Transcribe, word for word, the line containing "of the tufted" and each line following it through the end of the listing below. Omit all other lines.

:: DATA SHOWN ::

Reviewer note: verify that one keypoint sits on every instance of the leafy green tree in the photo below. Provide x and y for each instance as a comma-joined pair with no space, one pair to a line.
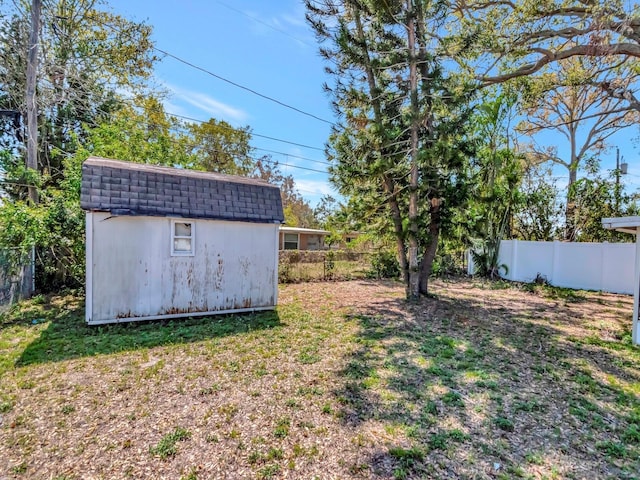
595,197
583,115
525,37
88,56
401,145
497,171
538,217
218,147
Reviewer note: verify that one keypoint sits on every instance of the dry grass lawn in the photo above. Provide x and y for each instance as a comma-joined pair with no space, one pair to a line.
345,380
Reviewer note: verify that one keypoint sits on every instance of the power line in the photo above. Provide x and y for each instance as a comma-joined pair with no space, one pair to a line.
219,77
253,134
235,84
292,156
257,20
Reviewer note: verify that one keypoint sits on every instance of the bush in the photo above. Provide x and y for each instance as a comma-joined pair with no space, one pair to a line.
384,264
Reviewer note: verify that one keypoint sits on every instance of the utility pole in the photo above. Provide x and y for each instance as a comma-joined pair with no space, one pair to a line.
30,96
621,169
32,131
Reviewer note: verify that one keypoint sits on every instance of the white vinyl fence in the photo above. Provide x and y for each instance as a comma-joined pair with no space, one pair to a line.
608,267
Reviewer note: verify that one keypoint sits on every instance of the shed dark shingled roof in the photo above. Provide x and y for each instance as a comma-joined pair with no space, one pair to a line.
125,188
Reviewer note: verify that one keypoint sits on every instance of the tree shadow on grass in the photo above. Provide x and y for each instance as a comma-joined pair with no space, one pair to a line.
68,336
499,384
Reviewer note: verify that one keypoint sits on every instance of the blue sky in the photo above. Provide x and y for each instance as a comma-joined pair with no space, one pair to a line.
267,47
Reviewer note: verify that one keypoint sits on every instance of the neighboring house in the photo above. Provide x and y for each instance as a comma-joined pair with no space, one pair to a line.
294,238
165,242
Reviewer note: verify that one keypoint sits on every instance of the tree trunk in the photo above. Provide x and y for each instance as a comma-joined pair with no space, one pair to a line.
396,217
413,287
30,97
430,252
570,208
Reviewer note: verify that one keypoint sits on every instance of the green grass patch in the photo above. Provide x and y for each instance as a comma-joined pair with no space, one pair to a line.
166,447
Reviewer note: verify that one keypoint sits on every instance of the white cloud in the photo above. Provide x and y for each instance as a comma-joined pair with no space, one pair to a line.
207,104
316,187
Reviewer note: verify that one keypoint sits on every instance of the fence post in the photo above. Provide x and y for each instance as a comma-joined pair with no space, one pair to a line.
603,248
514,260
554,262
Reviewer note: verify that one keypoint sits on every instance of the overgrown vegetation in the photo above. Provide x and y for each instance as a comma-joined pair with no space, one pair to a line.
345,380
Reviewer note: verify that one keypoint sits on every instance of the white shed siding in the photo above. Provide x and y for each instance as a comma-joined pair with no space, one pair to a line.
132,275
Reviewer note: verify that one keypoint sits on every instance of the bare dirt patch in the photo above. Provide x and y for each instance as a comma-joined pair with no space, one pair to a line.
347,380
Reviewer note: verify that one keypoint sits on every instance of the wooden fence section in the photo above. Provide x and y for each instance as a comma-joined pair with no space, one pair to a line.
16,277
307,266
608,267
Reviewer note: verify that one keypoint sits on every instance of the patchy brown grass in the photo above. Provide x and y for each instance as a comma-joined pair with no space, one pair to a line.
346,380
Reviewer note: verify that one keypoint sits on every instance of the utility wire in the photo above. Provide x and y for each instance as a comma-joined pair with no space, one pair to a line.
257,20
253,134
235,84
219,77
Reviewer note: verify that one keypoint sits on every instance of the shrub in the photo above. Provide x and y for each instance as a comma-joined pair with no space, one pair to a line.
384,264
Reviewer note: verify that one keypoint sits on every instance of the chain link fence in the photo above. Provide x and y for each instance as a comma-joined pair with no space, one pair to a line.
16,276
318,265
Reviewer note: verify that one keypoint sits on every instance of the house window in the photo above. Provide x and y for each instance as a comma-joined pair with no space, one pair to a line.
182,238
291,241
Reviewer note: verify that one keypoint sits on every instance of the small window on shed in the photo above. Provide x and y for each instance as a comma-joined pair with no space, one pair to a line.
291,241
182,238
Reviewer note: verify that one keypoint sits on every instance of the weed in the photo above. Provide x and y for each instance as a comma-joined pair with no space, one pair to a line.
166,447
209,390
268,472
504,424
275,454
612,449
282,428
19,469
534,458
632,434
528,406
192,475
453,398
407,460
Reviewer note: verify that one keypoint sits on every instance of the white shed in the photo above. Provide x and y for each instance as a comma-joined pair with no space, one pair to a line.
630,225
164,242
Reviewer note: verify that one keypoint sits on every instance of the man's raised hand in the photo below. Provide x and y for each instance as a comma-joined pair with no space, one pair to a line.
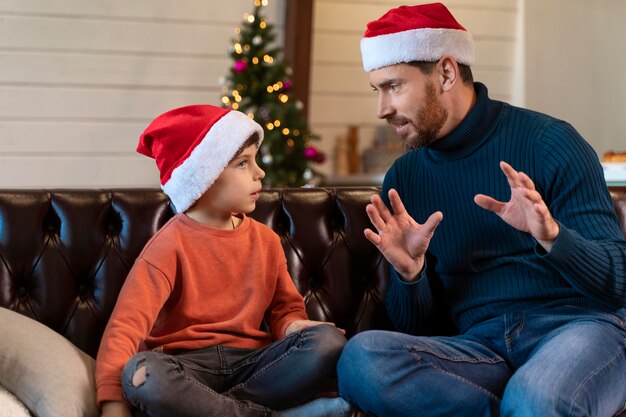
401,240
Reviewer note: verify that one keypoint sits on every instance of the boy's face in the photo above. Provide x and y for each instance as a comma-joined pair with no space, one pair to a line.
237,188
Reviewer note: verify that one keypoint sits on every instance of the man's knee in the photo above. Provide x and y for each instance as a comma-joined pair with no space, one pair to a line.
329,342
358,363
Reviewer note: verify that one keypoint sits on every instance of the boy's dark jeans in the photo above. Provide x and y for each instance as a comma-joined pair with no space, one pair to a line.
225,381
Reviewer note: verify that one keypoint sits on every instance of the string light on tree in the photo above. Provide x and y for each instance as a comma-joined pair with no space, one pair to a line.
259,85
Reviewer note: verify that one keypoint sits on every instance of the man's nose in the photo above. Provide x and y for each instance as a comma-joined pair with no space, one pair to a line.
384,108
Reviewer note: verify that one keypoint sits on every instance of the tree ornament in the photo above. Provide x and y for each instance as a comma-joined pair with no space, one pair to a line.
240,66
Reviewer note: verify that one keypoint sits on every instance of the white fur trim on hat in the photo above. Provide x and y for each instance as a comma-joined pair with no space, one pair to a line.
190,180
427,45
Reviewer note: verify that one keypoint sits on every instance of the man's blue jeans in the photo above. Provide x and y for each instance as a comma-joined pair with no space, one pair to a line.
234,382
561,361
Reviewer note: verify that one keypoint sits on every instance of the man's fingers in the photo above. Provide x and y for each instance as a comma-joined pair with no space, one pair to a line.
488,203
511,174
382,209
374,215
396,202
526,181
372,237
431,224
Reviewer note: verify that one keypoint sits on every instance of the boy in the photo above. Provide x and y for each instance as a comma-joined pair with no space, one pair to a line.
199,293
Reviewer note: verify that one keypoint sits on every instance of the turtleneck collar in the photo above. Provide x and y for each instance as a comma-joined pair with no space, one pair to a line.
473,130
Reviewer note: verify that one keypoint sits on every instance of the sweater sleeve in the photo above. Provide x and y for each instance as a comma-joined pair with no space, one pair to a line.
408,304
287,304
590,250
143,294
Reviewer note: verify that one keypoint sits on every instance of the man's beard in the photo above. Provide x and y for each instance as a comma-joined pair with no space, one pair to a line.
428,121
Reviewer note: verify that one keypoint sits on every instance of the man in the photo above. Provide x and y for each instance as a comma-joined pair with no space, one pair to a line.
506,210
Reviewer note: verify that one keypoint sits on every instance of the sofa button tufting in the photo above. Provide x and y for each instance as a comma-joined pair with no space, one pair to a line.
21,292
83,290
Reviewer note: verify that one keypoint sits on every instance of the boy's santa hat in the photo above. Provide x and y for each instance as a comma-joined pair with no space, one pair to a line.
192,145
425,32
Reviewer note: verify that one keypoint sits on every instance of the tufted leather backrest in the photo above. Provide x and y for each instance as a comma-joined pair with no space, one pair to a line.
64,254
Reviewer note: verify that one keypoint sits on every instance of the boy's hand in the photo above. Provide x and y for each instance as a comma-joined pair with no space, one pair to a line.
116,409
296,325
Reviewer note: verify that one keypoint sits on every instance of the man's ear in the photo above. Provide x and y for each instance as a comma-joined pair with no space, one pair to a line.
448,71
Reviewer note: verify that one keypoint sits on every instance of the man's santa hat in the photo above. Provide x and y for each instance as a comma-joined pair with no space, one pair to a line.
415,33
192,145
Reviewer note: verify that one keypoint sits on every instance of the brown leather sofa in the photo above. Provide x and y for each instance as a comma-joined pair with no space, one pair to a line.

:::

*PROBLEM SOLUTION*:
Reviewer note: verify that one keypoint sits on every instance of the tufted leather backrest in the photo above. Provide x and y for each instance as a comma-joined pair with no space, one pair to a line.
64,254
Reviewer note: verify that one keypoint sits on every instance of the boy's hand in the photo above. Provide x and y for each instance as a comma-joined pair with no space, one pair to a line.
116,409
296,325
Reviewer note: verify that one keypoint sits on every instance of the man's ear in the photo above. Provide x and y for each instance as a comma-joined pair with no space, one pair to a line.
448,71
Reviewer note: verify that one keypoint sits on every instance of the man's santa hat in the photo above. Provide x and y for each instance as a comma-joined pair with no space, one pair to a line.
415,33
192,145
Reviewer note: verify that one keypoint sits on every instance of the brown leather sofa in the photo above. Provide x and y for each instance as a comma-joined pair with no space, one pair to a line.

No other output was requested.